> _WHAT IS ASKED_: Find every line in the items below that contains the word "plant", and copy each of those lines.

──────────────────────────────

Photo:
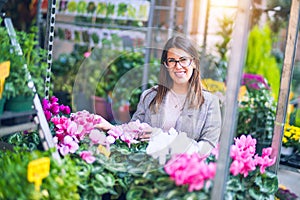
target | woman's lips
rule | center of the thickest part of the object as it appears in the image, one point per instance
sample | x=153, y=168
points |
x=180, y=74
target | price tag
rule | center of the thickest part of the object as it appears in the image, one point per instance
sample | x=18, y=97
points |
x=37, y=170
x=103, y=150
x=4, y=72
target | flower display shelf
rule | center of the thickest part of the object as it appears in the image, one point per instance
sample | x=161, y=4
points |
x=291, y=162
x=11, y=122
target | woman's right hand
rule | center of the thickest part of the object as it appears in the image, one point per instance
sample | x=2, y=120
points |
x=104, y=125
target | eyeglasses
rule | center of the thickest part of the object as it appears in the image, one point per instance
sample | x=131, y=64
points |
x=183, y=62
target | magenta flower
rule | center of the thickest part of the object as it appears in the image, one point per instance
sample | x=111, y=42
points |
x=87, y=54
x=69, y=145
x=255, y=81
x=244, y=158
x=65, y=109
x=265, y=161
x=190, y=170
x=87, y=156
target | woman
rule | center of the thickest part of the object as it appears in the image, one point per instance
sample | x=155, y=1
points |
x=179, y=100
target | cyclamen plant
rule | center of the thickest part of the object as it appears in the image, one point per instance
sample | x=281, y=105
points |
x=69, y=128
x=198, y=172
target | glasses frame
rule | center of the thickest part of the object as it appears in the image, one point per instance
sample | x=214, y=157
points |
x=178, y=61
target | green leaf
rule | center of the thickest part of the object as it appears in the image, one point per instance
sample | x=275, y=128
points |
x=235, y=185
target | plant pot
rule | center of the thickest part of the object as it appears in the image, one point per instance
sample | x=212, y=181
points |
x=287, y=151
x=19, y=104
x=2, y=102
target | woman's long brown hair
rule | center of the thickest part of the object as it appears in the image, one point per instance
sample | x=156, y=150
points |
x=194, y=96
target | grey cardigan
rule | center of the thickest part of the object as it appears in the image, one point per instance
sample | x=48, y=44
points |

──────────────────────────────

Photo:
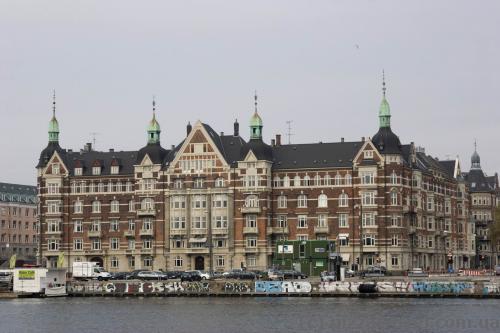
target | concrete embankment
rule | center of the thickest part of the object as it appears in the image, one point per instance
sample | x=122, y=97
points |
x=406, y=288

──────────────────────────────

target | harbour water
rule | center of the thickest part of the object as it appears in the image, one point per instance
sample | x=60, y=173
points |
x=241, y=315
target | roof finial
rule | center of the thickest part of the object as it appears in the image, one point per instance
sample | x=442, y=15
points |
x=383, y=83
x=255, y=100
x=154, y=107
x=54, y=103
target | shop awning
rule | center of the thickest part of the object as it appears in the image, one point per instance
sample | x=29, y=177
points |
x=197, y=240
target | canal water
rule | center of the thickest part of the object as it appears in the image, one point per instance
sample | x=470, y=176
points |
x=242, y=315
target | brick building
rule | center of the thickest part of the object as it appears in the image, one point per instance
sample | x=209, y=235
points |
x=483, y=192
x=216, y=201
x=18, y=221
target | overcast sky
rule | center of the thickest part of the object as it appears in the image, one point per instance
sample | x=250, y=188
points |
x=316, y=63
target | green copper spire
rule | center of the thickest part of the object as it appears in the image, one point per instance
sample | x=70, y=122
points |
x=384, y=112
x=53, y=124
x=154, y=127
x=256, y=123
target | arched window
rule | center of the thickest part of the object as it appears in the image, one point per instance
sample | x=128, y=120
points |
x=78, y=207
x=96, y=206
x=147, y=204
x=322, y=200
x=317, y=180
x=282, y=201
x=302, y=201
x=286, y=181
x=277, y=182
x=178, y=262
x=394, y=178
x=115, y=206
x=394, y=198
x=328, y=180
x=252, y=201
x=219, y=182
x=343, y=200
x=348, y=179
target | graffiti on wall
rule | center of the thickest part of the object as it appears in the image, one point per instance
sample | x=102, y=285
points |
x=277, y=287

──────────────────────────────

> _RESPONSE FOR THIS EXERCISE_:
target | cyclamen plant
target | plant pot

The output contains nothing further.